> Consegna
Conta le righe dei record in cui compare la stringa "recessed", distinguendo tra maiuscole e minuscole. Scrivi soltanto il numero.

● ● ●

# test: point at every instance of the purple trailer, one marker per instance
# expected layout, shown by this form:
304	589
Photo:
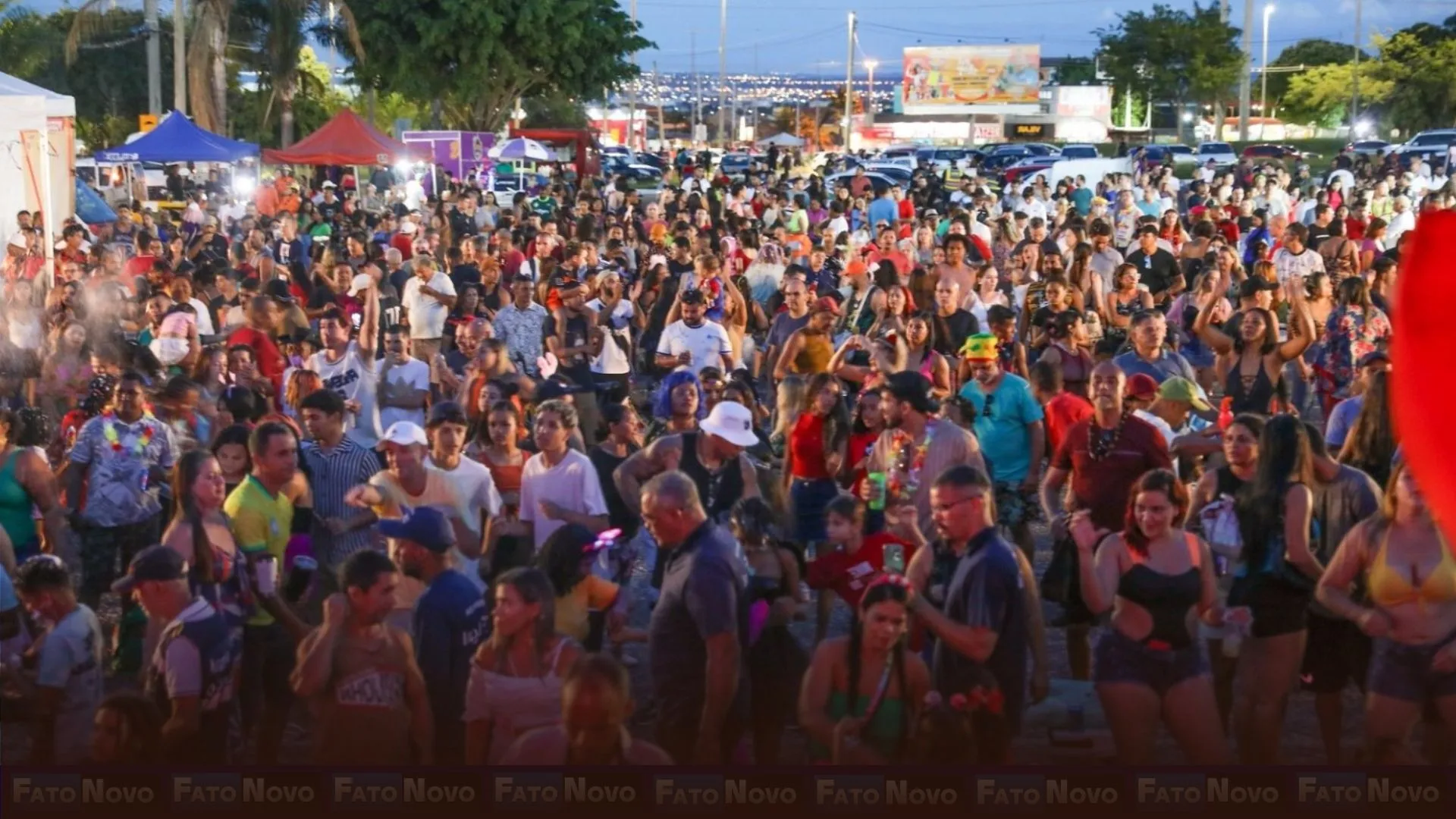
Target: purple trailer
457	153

● ● ●

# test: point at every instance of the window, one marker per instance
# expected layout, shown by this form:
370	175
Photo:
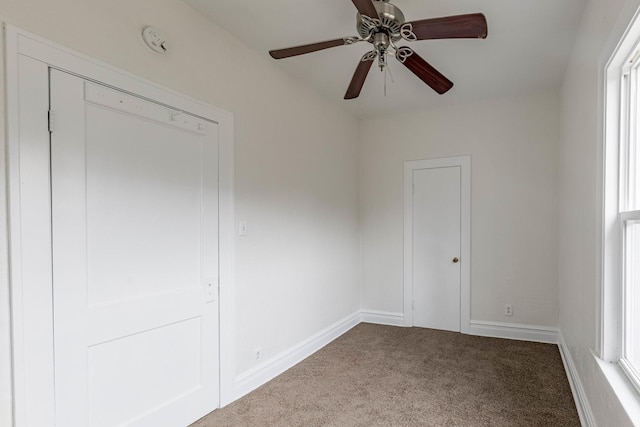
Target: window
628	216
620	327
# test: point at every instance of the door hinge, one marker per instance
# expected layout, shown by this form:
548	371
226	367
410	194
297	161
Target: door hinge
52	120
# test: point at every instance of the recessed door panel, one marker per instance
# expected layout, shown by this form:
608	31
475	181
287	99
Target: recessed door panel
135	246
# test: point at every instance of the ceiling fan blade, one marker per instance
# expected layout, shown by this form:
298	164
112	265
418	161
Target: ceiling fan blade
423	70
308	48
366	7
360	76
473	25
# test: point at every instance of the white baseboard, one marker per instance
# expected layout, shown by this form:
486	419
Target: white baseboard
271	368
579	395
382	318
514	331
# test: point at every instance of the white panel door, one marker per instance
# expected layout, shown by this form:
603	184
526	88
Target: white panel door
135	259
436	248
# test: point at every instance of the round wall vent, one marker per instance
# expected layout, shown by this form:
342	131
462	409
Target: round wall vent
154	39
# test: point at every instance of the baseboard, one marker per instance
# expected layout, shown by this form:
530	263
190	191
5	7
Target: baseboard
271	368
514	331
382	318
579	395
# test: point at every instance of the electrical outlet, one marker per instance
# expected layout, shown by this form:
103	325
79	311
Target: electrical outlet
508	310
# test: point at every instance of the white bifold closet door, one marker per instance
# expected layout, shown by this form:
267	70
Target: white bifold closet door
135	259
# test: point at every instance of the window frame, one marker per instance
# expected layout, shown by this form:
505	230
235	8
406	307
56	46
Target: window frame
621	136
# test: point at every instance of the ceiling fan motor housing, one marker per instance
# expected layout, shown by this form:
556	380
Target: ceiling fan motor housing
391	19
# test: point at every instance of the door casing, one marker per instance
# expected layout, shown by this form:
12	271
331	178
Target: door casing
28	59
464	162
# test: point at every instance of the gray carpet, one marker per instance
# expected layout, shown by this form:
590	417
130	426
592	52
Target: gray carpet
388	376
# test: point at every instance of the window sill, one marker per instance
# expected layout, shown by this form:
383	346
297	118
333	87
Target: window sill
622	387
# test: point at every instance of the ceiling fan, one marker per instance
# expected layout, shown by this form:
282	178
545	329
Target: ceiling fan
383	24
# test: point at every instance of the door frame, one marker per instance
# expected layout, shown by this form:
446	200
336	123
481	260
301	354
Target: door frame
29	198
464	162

● ● ●

> Esercizio svolto
2